* What you need to do *
Return word for word the lines of the data below, starting with the line that contains "Practice step: locate the white" and going on through the final line of the data.

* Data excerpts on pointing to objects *
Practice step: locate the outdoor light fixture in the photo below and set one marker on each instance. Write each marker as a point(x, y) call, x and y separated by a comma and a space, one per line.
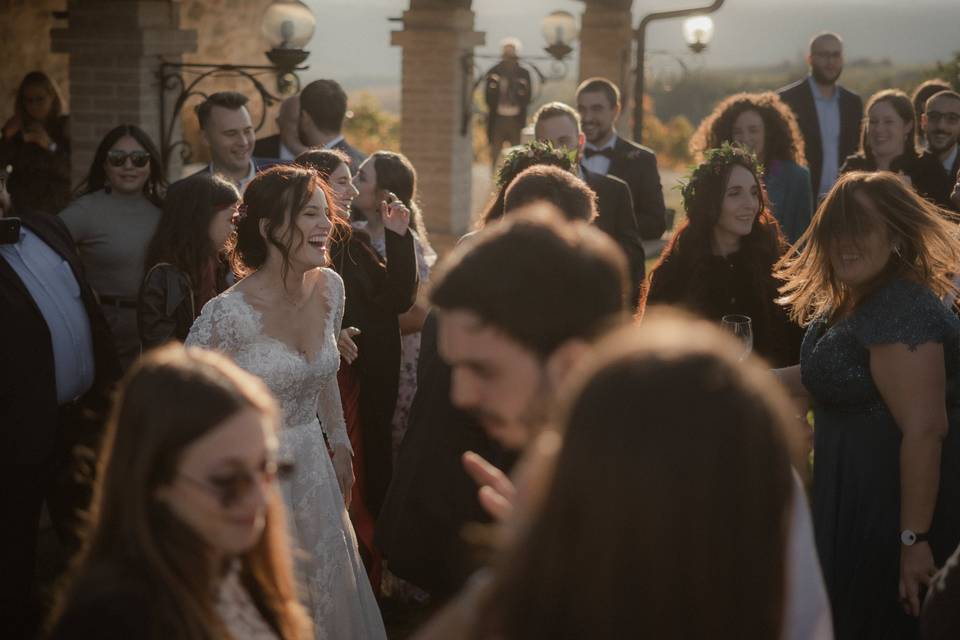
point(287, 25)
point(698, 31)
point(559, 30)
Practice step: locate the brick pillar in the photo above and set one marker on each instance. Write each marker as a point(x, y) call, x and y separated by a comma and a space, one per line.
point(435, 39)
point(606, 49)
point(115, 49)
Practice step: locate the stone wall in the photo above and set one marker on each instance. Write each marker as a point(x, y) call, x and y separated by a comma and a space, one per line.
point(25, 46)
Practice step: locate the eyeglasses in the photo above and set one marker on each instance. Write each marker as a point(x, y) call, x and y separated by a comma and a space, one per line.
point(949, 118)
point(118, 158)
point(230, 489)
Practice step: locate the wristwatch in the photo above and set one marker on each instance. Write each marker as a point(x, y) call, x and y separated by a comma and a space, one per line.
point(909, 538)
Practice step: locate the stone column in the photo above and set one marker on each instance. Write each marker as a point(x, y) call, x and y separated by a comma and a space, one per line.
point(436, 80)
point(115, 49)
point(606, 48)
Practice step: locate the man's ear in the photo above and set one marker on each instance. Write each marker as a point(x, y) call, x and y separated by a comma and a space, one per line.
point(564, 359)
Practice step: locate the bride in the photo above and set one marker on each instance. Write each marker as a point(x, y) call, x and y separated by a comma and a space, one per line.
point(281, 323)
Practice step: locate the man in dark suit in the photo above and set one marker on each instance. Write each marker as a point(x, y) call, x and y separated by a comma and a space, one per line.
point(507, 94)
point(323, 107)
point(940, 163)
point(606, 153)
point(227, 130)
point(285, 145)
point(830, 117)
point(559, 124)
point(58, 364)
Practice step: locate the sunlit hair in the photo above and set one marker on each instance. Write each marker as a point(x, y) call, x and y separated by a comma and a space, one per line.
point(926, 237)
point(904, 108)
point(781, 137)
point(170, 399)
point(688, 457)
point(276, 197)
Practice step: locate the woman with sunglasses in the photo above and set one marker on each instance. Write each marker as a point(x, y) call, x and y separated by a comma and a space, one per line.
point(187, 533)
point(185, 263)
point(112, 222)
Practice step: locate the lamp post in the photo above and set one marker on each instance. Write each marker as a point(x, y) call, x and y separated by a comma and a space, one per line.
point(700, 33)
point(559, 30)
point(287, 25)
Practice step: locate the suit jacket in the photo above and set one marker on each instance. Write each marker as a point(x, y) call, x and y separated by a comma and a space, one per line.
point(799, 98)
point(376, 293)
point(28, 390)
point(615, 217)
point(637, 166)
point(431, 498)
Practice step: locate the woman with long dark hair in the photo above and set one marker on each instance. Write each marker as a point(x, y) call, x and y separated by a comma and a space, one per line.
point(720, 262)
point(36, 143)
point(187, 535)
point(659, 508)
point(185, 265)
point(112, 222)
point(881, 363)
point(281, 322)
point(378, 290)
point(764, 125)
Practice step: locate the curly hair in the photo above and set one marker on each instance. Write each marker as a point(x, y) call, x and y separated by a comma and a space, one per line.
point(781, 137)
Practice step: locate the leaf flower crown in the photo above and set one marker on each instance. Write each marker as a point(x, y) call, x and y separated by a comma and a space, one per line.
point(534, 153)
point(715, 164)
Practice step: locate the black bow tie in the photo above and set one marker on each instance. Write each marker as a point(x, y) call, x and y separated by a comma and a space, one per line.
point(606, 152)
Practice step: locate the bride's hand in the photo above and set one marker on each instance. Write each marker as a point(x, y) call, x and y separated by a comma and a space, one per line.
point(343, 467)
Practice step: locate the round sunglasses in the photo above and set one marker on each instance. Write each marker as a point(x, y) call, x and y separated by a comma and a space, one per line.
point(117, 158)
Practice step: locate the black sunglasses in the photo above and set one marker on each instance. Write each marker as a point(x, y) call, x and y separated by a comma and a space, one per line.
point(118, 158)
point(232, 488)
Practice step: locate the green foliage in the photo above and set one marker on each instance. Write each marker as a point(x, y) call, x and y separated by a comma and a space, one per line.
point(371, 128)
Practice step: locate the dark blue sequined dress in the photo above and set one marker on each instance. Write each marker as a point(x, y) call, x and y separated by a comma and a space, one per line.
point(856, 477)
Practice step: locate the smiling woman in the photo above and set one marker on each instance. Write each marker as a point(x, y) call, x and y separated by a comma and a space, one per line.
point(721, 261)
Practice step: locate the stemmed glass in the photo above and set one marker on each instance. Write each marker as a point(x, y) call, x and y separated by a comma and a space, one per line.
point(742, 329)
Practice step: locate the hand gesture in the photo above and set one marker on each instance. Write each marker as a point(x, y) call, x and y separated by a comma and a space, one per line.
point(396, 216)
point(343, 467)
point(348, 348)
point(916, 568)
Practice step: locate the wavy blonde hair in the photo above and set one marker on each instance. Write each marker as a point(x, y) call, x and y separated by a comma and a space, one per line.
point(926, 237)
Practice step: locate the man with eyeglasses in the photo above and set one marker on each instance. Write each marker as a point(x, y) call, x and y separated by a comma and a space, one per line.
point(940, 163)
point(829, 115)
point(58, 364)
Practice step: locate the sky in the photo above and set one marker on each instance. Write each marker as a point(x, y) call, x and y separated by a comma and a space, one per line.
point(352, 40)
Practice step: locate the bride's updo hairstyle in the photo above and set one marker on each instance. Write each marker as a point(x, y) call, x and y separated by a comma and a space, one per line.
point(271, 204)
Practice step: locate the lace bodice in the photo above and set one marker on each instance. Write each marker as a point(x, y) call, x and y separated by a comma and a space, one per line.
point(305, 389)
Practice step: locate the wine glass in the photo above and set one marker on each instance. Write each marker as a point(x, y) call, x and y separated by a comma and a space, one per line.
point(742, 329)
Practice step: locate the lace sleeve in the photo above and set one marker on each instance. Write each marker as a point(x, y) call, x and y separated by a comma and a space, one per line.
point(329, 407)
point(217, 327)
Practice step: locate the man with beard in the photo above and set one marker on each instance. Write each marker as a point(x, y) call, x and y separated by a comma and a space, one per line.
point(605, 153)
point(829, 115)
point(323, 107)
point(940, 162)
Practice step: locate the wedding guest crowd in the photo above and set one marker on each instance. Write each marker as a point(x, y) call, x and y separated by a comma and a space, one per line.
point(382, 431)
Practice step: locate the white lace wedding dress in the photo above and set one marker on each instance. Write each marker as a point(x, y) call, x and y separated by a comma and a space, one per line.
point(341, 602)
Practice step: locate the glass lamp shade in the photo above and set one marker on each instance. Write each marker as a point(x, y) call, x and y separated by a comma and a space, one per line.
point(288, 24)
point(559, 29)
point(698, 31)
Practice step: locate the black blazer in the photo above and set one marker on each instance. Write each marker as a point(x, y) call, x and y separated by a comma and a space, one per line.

* Correct answer *
Practice step: locate the white lace wedding dress in the photo above and set one marker on each instance. Write each marker as a point(x, y) call, x and y separated by a comma and a space, one per line.
point(341, 602)
Practice step: locate the glass lamp shade in the photo above and set one marker on each instance. Write each marker as a point(x, y) call, x and y separated by a comma and a space, one per line.
point(288, 24)
point(559, 29)
point(698, 31)
Practice step: locate the black blazer in the photo above and set one marker on each instance. Write each marker as a point(x, y) call, x and y separated by a comma and a space, one per line.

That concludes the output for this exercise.